**What needs to be done:**
Turn each line of the material below into an item in a numbered list, leaving out blank lines and any pictures.

Items stored from a collection:
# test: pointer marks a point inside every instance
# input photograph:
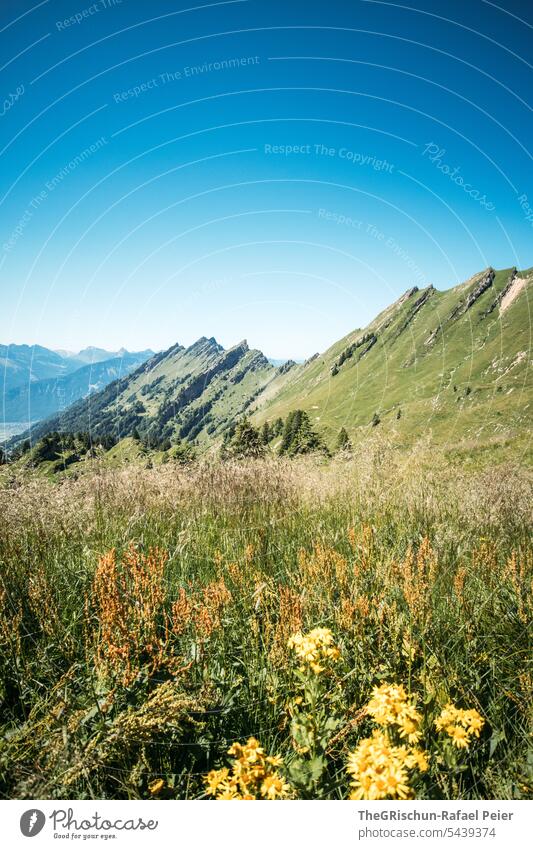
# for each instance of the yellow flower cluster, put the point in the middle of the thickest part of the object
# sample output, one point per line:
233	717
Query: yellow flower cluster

**Answer to the problem:**
1. # test: pointer marks a point inside every instance
2. # input photograph:
3. # for each instance of the yellow flower cluster, put the point in the middle of the thickest part of the object
4. # sample output, one point per line:
5. 233	717
6. Query: yellow flower cluster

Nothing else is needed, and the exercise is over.